* TASK GOAL *
Your reply should reproduce each entry exactly and contain no pictures.
[[ EXERCISE DATA open ]]
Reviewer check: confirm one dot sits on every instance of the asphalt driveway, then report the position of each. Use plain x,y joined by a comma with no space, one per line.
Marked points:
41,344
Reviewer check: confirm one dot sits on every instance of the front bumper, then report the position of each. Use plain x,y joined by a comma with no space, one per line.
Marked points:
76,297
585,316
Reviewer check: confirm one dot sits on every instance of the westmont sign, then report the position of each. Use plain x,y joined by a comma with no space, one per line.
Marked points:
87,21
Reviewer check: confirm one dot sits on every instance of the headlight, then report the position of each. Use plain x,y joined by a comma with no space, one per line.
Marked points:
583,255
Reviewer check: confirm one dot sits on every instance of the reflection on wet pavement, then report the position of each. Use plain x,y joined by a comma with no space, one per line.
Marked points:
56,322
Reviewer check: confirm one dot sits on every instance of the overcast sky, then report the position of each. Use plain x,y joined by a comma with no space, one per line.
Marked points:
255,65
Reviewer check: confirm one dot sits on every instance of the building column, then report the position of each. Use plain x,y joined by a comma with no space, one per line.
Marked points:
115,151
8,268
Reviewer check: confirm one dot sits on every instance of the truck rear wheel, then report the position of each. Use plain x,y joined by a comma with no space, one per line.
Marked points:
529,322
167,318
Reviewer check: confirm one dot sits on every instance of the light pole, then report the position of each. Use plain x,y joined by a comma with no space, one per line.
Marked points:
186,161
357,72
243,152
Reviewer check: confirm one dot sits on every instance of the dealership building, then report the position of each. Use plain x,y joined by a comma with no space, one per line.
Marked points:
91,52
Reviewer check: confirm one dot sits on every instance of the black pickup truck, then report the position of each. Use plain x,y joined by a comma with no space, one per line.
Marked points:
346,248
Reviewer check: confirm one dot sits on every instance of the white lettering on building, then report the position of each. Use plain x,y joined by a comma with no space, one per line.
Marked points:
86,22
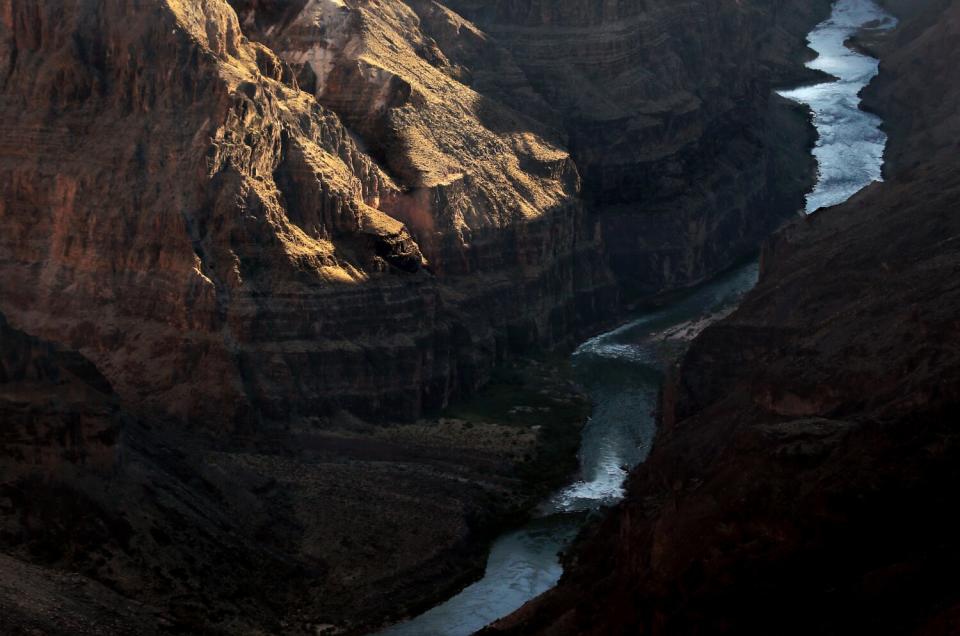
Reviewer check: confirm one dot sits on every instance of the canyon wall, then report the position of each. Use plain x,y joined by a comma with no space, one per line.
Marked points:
[[ EXERCISE DATA closed ]]
* SOLUTION FOR THIS PROBLEM *
Reviewer check: confirm one dot sits on every instance of the asphalt driveway, then report the position of each. Use plain x,y joined by a comma with no space, one per line.
Marked points:
41,344
Reviewer check: confirm one dot sits on every instance of the front bumper, then report the position of each. Use plain x,y joined by a comma with no space, one per line.
Marked points:
76,297
585,316
Reviewer check: confirm one dot sits on every instance of the westmont sign, then report the position of each. Use plain x,y joined by a comma with no space, one per line.
Marked points:
87,21
Reviewer check: confirm one dot sits on every instance of the headlight, then report the position of each. Use plain x,y joined by a comma with no space, one per line.
Marked points:
583,255
Reviewer check: confirm one dot sits on every instance of the reflection on wet pavement, then report the position of each. Use plain x,y joined by a comma with no space, one per line.
Marked points:
56,322
Reviewer check: confirm one dot sits on every instance of the overcast sky, then report the position of each. Use plain x,y joined by a comma with no space, one per line.
Marked points:
255,65
Reviewer check: confirm one dot sits on every instance of the building column, then report the position of each. Use plain x,y joined by a comma with no space, one per line.
Marked points:
115,151
8,268
Reviewer check: confirm one dot sits on every instance of the truck rear wheel, then report the position of each. Use plain x,y joined by a comma with no space, one per line.
Marked points:
529,322
167,318
Reviewer check: confirm one dot sits on every instance of the light pole, then report the position of each. Use plain x,y joined by a comma with no space, one per line.
Marked points:
186,161
357,72
243,152
Reviewer check: confirm one dot sits on every instance of the dealership building, then report the position of each. Use plain x,y joined by a comma with no space, one per line.
Marked points:
91,52
Reviewer check: confirm one dot sits on every instance of the black pickup truck, then report the position of each. Use plain x,y joined by a comma with no space, one per line.
Marked points:
346,248
Reviewer check: confirm one dot sits on every instance of the white lettering on building, then report the position of each. Use plain x,y joined by a comma with no space, one per line.
Marked points:
86,22
Reviewer check: confirm one dot sits on every instance of the canyon wall, then report the position of each. Use plain x,y joined by a comma with no space, one per line.
Marked points:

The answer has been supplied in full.